#### WORK ORDER 1
In the article about the MSF report, copy word for word the passage that opens with the words containing "But it said" and closes with "catastrophic mortality rates.".
#### WORK ORDER 2
According to the article about the MSF report, which three displacement emergencies did the research behind the report examine?

It also highlights shortcomings with the response on the side of the humanitarian system as a whole.
 
Yet we feel it is important to be honest within the sector about the reality of work on the ground in areas and with populations who are difficult to reach but who are in great need.
 
We intend this paper to start a real discussion with our colleagues in the aid community – within MSF, with other NGOs, with the UN and with donors, to make us all improve how we respond.
 
"Risk averse" aid system fails those most in need. (Alertnet)
 
In a critical report, Medecins Sans Frontieres (MSF)/ Doctors Without Borders says a number of U.N. agencies and international aid groups are often absent from the field in emergencies, especially when there are significant security or logistical problems.
 
Many agencies often focus on the people who are easiest to reach and ignore the more difficult places, MSF International President Joanne Liu said in the foreword to the report.
 
"people in desperate need of lifesaving assistance are not getting it – because of the internal failings of humanitarian aid system".
 
In conflict situations like the crisis in the Central African Republic and South Sudan, Liu said persistent problems remained with the scale-up of the U.N. and international aid groups response, which was "characterised by bureaucracy and risk aversion".
 
The report, Where is everyone?, follows research into three major displacement emergencies - South Sudan, Democratic Republic of Congo (DRC) and Jordan which is hosting many Syrian refugees.
 
It said the United Nations funding systems in particular were slow, cumbersome and not well suited to emergency situations.
 
But it said some aid groups also appeared to lack technical capacities in some cases in areas such as health, water and sanitation, and assistance to victims of sexual violence.
 
For example, it said the provision of water and sanitation at refugee camps in South Sudan’s Maban county was totally inadequate to meet the needs of tens of thousands of Sudanese who sought shelter there in 2012, contributing to catastrophic mortality rates.
 
In DRC, MSF said very few agencies were able to provide medical services during emergencies in eastern North Kivu province which has been wracked by violence. Aid agencies seemed to have stopped the practice of negotiating access with all armed actors, limiting their presence to zones patrolled by U.N. troops, it added.
 
Assistance to people uprooted by fighting in North Kivu was also overwhelmingly concentrated on the 14 percent living in recognised camps. The vast majority of displaced people generally received no help. And camps closest to the regional capital Goma received more help than those in the worse-affected periphery.
 
In Jordan, humanitarian agencies have also focused attention on the most easy to reach Syrian refugees – those living in the colossal Zaatari camp near the border. Aid agencies have not done enough to help the hundreds of thousands of refugees in Jordan’s cities, where many live in destitution.
 
MSF said that in the worst emergencies, when help was most needed, international staff were often rapidly evacuated and programmes were downgraded to skeleton staff or were suspended.
 
Many humanitarian groups now worked at arm’s length through local non-government organisations or government authorities, acting more as technical experts, intermediaries or donors.
 
The report highlighted the huge burden placed on local organisations, but said they often lacked the skills to conduct difficult operations. It can also be hard for local organisations to be seen as impartial if they are operating in areas affected by conflict.
 
MSF stressed it did not exempt itself from the criticism it leveled at others and hoped the report would open up debate ahead of a World Humanitarian Summit in 2016 when experts will consider the structure and funding of future humanitarian work.
 
U.N. refugee agency spokesman Adrian Edwards said it was reviewing MSF’s criticism, adding: “Anyone who has been in a full-blown humanitarian emergency will know that they can indeed be chaotic and dangerous, especially in the initial phase".

#### DATASET EXTRACT
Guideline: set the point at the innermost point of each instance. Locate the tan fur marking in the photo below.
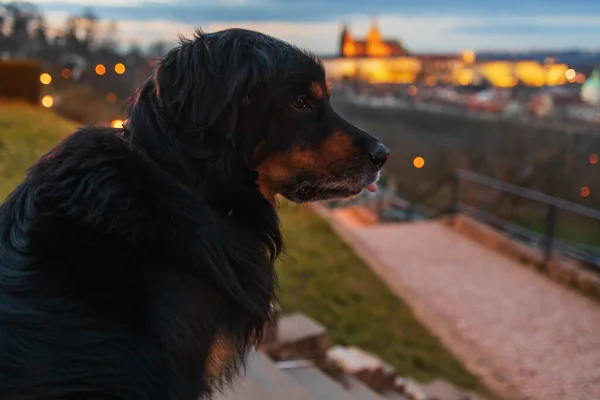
(221, 354)
(316, 90)
(276, 170)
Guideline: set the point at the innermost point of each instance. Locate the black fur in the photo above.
(124, 254)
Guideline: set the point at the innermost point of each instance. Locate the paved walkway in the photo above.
(527, 336)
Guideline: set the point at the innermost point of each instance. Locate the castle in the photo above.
(376, 59)
(374, 45)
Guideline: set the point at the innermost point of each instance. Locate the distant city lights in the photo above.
(111, 98)
(419, 162)
(48, 101)
(120, 68)
(584, 191)
(100, 69)
(45, 78)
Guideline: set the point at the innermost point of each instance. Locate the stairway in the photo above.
(293, 363)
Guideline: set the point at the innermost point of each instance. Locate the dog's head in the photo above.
(243, 94)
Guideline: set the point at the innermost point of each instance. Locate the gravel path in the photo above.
(535, 336)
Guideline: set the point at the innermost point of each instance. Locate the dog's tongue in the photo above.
(372, 187)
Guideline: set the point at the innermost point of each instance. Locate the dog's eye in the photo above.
(299, 102)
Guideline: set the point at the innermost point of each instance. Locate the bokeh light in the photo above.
(584, 191)
(419, 162)
(120, 68)
(111, 98)
(48, 101)
(100, 69)
(45, 78)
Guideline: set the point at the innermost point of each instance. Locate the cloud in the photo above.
(423, 26)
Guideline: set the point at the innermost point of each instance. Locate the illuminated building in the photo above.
(375, 59)
(373, 46)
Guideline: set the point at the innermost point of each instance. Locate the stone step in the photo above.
(441, 389)
(319, 384)
(394, 396)
(360, 391)
(368, 368)
(298, 336)
(264, 381)
(415, 390)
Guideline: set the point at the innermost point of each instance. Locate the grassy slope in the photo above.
(26, 133)
(320, 275)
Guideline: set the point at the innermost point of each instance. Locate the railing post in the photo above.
(455, 196)
(549, 234)
(410, 212)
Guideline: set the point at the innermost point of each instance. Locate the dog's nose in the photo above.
(379, 155)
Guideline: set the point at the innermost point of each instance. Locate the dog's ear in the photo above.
(202, 84)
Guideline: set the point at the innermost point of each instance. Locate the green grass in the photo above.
(322, 277)
(26, 133)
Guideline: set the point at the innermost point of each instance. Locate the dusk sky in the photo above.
(421, 25)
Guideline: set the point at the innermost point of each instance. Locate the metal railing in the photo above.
(389, 206)
(548, 241)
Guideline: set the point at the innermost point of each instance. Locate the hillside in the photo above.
(26, 133)
(320, 275)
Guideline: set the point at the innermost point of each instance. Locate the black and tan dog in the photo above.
(137, 263)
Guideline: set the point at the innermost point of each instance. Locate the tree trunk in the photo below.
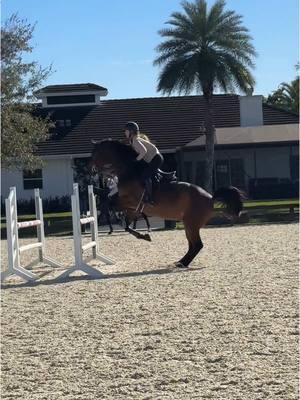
(210, 134)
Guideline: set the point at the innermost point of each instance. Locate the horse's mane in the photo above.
(120, 151)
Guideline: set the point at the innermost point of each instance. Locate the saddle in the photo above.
(164, 177)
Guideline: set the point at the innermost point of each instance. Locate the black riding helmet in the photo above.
(132, 127)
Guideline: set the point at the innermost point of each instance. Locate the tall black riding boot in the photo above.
(148, 191)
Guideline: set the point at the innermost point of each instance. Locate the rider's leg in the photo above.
(148, 172)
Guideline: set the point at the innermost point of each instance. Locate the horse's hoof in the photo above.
(178, 264)
(147, 237)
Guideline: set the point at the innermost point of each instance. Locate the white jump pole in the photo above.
(79, 248)
(13, 248)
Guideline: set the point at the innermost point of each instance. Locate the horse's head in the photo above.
(112, 157)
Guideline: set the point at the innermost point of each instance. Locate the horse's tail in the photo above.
(232, 198)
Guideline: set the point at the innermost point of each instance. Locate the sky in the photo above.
(112, 42)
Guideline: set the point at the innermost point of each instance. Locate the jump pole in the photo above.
(79, 248)
(13, 249)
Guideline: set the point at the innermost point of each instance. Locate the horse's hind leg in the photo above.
(195, 244)
(133, 232)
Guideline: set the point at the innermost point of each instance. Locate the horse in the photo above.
(179, 201)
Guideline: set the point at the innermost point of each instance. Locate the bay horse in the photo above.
(179, 201)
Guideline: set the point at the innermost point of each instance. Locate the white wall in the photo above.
(57, 180)
(266, 162)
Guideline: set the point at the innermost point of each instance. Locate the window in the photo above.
(188, 171)
(237, 172)
(222, 173)
(33, 179)
(230, 172)
(294, 167)
(61, 123)
(200, 173)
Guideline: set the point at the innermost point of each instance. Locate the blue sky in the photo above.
(112, 42)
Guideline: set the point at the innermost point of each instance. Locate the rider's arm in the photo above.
(139, 148)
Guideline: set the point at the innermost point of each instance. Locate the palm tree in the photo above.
(205, 50)
(286, 96)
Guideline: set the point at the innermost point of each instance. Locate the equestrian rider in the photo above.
(147, 152)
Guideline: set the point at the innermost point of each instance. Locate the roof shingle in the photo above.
(170, 122)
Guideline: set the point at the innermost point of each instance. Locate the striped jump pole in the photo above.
(79, 248)
(13, 248)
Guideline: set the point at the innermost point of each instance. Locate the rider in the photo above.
(147, 152)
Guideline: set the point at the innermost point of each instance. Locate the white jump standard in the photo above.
(13, 248)
(79, 248)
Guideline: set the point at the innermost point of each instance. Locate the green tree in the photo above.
(21, 127)
(286, 96)
(205, 50)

#### RESPONSE AREA 1
But it said some aid groups also appeared to lack technical capacities in some cases in areas such as health, water and sanitation, and assistance to victims of sexual violence.
 
For example, it said the provision of water and sanitation at refugee camps in South Sudan’s Maban county was totally inadequate to meet the needs of tens of thousands of Sudanese who sought shelter there in 2012, contributing to catastrophic mortality rates.

#### RESPONSE AREA 2
South Sudan, the Democratic Republic of Congo (DRC), and Jordan, which is hosting many Syrian refugees.